Your tasks:
(a) Do these statements agree with the news report on hotels defying the cholera shutdown order? (i) The directive to shut the hotels came from the Health secretary. (ii) San Valencia said some of its branches had stopped operating. (iii) Jacaranda Hotels Group has outlets in Nakuru and Mombasa. Answer yes or no for each and quote the words of the report that decide it.
(b) Write the next part of the news report on hotels defying the cholera shutdown order, starting after its last sentence.

═══ Extract provided ═══

Top city hotels defy Mailu’s cholera shutdown order
Nairobi’s Jacaranda and San Valencia hotels have vowed to stay open despite Health secretary Cleopa Mailu’s directive shutting them down as part of the effort to contain a cholera outbreak in the city.
Jacaranda Hotels Group sales manager Liz Tapawa on Wednesday said she had not received any orders shutting down the hotel and that all the hotel’s outlets, including those in Nakuru and Mombasa, were operating normally.
“The management of Jacaranda Hotel would like to assure our partners and clients that we are open and running normally in all our outlets,” said Ms Tapawa.
“We were equally shocked by the news that Jacaranda Hotel in Westlands has been closed yet there has been no direct communication from the ministry.”
San Valencia also said that all its branches were operational and that it had not received any orders to stop.

═══ Data extracts ═══

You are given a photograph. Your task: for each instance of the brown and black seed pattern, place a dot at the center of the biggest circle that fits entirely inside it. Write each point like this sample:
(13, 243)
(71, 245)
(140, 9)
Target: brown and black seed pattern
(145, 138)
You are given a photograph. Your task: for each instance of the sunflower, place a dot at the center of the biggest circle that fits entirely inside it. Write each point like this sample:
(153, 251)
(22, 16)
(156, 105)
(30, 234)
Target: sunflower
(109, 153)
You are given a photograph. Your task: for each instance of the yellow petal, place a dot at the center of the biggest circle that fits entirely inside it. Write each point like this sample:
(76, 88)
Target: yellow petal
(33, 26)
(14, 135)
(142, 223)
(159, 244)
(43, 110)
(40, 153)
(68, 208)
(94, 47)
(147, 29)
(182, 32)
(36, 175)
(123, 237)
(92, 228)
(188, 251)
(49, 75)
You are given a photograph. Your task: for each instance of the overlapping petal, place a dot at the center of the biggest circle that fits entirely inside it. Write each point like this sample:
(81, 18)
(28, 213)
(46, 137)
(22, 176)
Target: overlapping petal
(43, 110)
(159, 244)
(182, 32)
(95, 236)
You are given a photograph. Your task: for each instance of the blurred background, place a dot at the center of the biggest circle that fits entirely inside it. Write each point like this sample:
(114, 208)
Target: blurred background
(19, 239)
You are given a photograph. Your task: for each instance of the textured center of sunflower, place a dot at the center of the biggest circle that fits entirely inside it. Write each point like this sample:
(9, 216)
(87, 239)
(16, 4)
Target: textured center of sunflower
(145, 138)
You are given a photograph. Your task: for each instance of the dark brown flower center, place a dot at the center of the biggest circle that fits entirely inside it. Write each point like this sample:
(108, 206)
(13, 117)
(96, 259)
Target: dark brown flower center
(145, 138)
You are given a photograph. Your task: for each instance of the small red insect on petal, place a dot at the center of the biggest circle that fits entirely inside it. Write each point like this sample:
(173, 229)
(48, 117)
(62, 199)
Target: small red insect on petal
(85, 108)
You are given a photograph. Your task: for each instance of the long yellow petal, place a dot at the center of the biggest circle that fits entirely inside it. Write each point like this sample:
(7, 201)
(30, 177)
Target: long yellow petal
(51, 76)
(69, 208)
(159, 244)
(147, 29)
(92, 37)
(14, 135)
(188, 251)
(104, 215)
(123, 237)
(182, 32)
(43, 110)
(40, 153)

═══

List of answers:
(a)
(i) Yes: "Health secretary Cleopa Mailu’s directive shutting them down"
(ii) No: "San Valencia also said that all its branches were operational"
(iii) Yes: "all the hotel’s outlets, including those in Nakuru and Mombasa, were operating normally"

(b)
The acute diarrhoeal illness is caused by the bacteriium Vibrio cholerae. It infects a person’s intestines and its main symptoms include watery diarrhoea and vomiting. Death usually follows if no rapid and effective treatment is offered.
Poor hygiene and unsafe drinking water are often the main drivers of cholera outbreaks.
Dr Mailu issued the directive shutting down the two Nairobi hotels with immediate effect, saying they were responsible for the cholera-related cases reported at the Kenyatta International Convention Centre (KICC) last week.
“The San Valencia and Jacaranda hotels have been shut down until further notice because most of the cholera-related cases were caused by food outsourced from them,” he said during a tour of Kenyatta National Hospital to assess the cholera-response effort.
TOP OFFICIALS INFECTED
Top government officials, including Treasury secretary, Henry Rotich and his Trade counterpart, Adan Mohamed, who were at the conference were taken ill with cholera-related symptoms.
But Ms Tapawa denied the minister’s claims insisting Jacaranda was not part of the caterers who supplied food at the KICC event.
She said there were no grounds to close the hotel since it has no contract to supply food during KICC events and that none of the hotel guests had reported any cholera-related symptoms.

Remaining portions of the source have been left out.